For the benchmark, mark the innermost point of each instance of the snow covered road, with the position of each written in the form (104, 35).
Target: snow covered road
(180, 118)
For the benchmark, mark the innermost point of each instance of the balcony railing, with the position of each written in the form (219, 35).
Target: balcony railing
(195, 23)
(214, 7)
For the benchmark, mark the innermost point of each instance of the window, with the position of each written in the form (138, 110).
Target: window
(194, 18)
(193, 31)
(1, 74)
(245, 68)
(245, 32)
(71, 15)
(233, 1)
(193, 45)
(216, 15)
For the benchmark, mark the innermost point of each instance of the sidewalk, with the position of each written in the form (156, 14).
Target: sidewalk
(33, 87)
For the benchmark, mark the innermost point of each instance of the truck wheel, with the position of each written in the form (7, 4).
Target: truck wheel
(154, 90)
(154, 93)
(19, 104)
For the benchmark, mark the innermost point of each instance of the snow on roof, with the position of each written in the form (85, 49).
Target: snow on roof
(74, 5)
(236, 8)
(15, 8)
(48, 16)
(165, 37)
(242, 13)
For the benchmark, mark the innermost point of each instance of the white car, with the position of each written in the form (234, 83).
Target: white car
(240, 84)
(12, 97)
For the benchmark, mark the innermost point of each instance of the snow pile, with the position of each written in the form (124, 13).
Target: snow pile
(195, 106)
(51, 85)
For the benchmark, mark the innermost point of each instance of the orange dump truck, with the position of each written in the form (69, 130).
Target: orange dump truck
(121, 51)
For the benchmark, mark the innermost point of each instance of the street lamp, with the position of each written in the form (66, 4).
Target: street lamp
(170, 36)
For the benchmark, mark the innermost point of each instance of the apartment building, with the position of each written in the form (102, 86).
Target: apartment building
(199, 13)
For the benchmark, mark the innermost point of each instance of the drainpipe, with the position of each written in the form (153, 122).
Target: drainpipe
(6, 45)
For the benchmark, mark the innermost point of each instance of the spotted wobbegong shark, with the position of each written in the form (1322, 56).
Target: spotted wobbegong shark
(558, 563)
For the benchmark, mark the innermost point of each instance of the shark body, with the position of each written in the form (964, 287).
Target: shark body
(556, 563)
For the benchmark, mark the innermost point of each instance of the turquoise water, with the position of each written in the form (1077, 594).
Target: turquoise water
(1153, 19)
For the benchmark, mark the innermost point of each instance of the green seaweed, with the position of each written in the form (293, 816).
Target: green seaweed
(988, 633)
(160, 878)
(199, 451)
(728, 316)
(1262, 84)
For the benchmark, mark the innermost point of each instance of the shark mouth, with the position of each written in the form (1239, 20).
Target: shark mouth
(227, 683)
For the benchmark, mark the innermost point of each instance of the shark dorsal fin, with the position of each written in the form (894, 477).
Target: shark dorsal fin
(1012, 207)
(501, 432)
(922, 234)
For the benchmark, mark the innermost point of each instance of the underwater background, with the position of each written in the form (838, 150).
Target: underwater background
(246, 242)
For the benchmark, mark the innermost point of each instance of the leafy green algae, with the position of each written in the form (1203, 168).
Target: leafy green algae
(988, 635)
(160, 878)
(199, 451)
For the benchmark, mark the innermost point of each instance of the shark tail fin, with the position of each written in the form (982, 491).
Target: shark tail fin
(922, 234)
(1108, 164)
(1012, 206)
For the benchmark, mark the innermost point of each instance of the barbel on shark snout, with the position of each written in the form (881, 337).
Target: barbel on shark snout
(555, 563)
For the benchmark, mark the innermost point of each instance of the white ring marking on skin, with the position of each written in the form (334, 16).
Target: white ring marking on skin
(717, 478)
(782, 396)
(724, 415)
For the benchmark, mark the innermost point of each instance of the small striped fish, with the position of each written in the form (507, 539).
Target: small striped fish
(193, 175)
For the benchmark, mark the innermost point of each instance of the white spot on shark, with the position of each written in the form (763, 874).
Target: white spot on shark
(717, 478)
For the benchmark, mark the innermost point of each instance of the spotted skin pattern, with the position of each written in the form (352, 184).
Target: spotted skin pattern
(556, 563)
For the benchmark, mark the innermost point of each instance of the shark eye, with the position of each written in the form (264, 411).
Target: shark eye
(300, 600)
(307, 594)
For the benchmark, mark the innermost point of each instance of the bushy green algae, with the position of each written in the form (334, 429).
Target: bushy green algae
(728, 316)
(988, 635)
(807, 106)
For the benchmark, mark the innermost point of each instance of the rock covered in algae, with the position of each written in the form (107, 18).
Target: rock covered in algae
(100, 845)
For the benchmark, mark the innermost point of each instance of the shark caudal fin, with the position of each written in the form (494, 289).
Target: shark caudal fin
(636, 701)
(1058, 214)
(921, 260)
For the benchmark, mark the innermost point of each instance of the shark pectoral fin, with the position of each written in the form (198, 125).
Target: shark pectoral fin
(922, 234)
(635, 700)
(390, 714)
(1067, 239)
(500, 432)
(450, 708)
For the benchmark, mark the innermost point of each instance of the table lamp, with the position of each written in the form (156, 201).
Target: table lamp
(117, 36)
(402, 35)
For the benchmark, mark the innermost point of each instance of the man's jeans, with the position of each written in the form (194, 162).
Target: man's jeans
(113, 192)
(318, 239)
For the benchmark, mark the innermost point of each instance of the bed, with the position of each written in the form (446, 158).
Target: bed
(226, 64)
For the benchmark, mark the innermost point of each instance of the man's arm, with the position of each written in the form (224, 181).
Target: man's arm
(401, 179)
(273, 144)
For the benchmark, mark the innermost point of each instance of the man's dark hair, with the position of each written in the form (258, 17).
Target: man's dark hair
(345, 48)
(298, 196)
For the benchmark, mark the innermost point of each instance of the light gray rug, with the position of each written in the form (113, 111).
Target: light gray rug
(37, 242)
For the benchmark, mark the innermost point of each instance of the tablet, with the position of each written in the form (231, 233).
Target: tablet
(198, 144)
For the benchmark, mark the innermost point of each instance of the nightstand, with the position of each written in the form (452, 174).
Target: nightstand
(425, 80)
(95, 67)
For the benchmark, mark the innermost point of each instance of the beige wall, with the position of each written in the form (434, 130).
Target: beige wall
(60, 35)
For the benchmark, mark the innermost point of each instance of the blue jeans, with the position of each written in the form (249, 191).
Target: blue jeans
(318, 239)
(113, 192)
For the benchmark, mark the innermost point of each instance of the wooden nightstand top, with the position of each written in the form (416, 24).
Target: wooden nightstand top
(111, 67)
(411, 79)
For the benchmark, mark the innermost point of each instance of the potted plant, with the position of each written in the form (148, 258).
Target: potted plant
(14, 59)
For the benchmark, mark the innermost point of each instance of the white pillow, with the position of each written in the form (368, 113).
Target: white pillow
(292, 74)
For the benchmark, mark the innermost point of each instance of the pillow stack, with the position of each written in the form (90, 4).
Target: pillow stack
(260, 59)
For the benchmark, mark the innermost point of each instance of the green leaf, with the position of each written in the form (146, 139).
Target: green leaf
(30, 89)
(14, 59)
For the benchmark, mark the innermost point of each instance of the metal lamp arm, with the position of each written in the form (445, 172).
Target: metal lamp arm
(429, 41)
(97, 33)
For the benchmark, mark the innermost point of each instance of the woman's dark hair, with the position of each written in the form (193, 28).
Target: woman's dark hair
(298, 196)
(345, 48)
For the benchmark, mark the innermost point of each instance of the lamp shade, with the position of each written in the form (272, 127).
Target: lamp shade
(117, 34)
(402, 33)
•••
▶ [DIRECTION]:
Could you rewrite all of the rows above with "innermost point" changed to "central point" and nothing else altered?

▶ [SOLUTION FOR THIS TASK]:
For the benchmark, mark the central point of each instance of the snow covered road, with the position of each written in the form (104, 35).
Target: snow covered road
(180, 118)
For the benchmark, mark the central point of each instance of the balcony railing, with the position of each written in the form (219, 35).
Target: balcony railing
(195, 23)
(214, 7)
For the benchmark, mark the central point of each instance of the window, with the position of each written in the form (138, 110).
Target: window
(194, 18)
(193, 31)
(1, 74)
(245, 68)
(245, 32)
(71, 15)
(233, 1)
(193, 45)
(216, 15)
For the benchmark, mark the central point of each instance of the sidewalk, with the position of each written in the form (156, 14).
Target: sidewalk
(33, 87)
For the benchmark, mark the central point of each instance of the truck wheel, with the position of each written in the form (7, 4).
Target: truck wheel
(154, 90)
(154, 93)
(19, 104)
For the benchmark, mark the central point of each instance of the snow on roof, with the position of each written in the form (85, 49).
Target: snow on roof
(74, 5)
(236, 8)
(15, 8)
(48, 16)
(165, 37)
(242, 13)
For the benchmark, mark the central point of each instance of the white car, with the position of each written in the form (234, 83).
Target: white car
(240, 84)
(12, 97)
For the benchmark, mark the central point of each instance of the snow pile, with the position of each written in the form (124, 13).
Target: snow pile
(195, 106)
(51, 85)
For the benchmark, mark the central point of each instance of the orange dump truck, with the position of each written in the form (69, 130).
Target: orange dump truck
(121, 51)
For the benchmark, mark the central point of each instance of the street lamp, with the position of each written in the form (66, 4).
Target: street lamp
(170, 36)
For the benchmark, mark the central point of each instance of the apartment building, with the position of each written in the form (102, 86).
Target: apartment building
(199, 13)
For the benchmark, mark the central point of each instance of the drainpipe, with the position of each written in the form (153, 122).
Target: drainpipe
(6, 45)
For the benchmark, mark the central point of each instance of the spotted wobbegong shark, with the position of each written in the form (1322, 56).
Target: spotted wobbegong shark
(558, 563)
For the benchmark, mark the central point of each instance of the shark body, with the position of each written in the form (964, 287).
Target: shark body
(556, 563)
For the benchmark, mark the central point of each instance of the turquoise water, with the position of each written in the form (1077, 594).
Target: turquoise water
(1153, 19)
For the benchmark, mark the central point of each instance of the green seaweed, with the position of each written in the form (293, 816).
Target: green seaweed
(988, 633)
(160, 878)
(199, 451)
(728, 316)
(1262, 84)
For the benchmark, mark the central point of each instance of the shark mouth, with the position of each written in the form (1239, 20).
Target: shark mouth
(227, 683)
For the benchmark, mark the central point of each instance of the shark dorsal fin, with the position of each written in the form (894, 477).
Target: shark dorsal fin
(1012, 207)
(501, 432)
(922, 234)
For the benchmark, mark the central point of each instance of the underwater background, with the position of each written in the form (838, 150).
Target: underwater background
(246, 242)
For the benchmark, mark the central point of each instance of the leafy green algae, with the position of each written in the form (1203, 168).
Target: leafy green algae
(988, 635)
(160, 878)
(199, 451)
For the benchmark, mark the central point of each instance of the shark tail fin, with the position of each written in the form (982, 491).
Target: shark tail fin
(922, 234)
(1108, 164)
(1012, 206)
For the benchmark, mark the central point of each instance of the barbel on shark snout, with the position of each written in the form (881, 337).
Target: barbel on shark snout
(555, 563)
For the benchmark, mark the central point of each instance of the white ring marking on skin, with the position of each written in the form (334, 16).
Target: white ring marking on skin
(717, 478)
(782, 396)
(724, 415)
For the benchmark, mark the central point of each instance of the small striped fish, with the position of each written in the form (507, 539).
Target: small striped fish
(193, 175)
For the benchmark, mark the central point of each instance of the white spot on shark, with the position of each written in the form (763, 874).
Target: white spot on shark
(717, 478)
For the benchmark, mark the central point of each instance of the spotted skin pattern, with the position of each written in the form (352, 184).
Target: spotted skin pattern
(556, 563)
For the benchmark, mark the central point of each instance of the shark eye, with the position of each written in the form (264, 411).
Target: shark eye
(300, 600)
(307, 594)
For the benchmark, mark the central point of each instance of the bushy green algae, with the position of each written in the form (334, 429).
Target: bushy green algae
(728, 316)
(988, 635)
(807, 106)
For the benchmark, mark the central point of each instance of the rock covered in algae, with the position of each written in the form (107, 18).
Target: rock covered in algae
(100, 845)
For the benchmark, mark the central point of each instance of the shark caudal fin, with the position of each written in the form (494, 289).
Target: shark caudal fin
(636, 701)
(1058, 214)
(921, 260)
For the benchmark, mark the central point of each instance of the shark pectoral fin, with the position of each written in the form (198, 125).
Target: shark pectoral fin
(922, 234)
(635, 700)
(390, 714)
(1067, 239)
(500, 432)
(450, 708)
For the benchmark, mark the central point of each instance of the table lamp, with the position of each written in the form (156, 201).
Target: table lamp
(117, 36)
(402, 35)
For the benchmark, mark the central point of each instance of the man's jeans, with the position of each written in the form (194, 162).
Target: man's jeans
(113, 192)
(318, 239)
For the benchmark, mark the central point of each instance of the bed, with the position of each written in the form (446, 158).
Target: bed
(226, 64)
For the benchmark, mark the central point of each instance of the man's arm, with the position of each written in the form (224, 181).
Target: man's arm
(401, 179)
(273, 144)
For the benchmark, mark the central point of each instance of the man's dark hair, with the position of each written in the form (258, 17).
Target: man's dark hair
(345, 48)
(298, 196)
For the benchmark, mark the central point of each instance of the light gray rug, with the position of each written in the form (113, 111).
Target: light gray rug
(37, 242)
For the benchmark, mark the central point of each instance of the tablet, with the position of each written in the form (231, 233).
Target: tablet
(198, 144)
For the benchmark, mark the central point of each instance of the nightstand, with the position of each written in the form (452, 174).
Target: nightstand
(425, 80)
(95, 67)
For the benchmark, mark the central point of each instance of the beige wall, with the position of each written in the form (434, 130).
Target: beige wall
(60, 35)
For the benchmark, mark the central point of each instance of the blue jeans, with the position of each written in the form (249, 191).
Target: blue jeans
(318, 239)
(113, 192)
For the benchmark, mark the central point of each instance of the wooden nightstand top, with the position of each written in the form (416, 24).
Target: wooden nightstand top
(111, 67)
(411, 79)
For the benchmark, mark the central point of each instance of the potted plant, with the position of each written in the form (148, 258).
Target: potted plant
(14, 59)
For the benchmark, mark the central point of each instance of the white pillow, with the position of each written in the form (368, 113).
Target: white pillow
(292, 74)
For the benchmark, mark the central point of each instance of the pillow stack, with the position of each written in the form (90, 4).
Target: pillow stack
(260, 59)
For the benchmark, mark the central point of each instance of the green leaf, with the position of each written in the form (146, 139).
Target: green leaf
(30, 89)
(14, 59)
For the benchmark, mark the central point of each instance of the metal lamp arm, with the position of each written in the form (445, 172).
Target: metal lamp arm
(429, 41)
(97, 33)
For the benchmark, mark the central point of each instance of the woman's dark hair, with the position of each written in the form (193, 28).
Target: woman's dark hair
(298, 196)
(345, 48)
For the benchmark, mark the central point of each instance of the lamp shade, with the position of each written in the form (272, 127).
Target: lamp shade
(117, 34)
(402, 33)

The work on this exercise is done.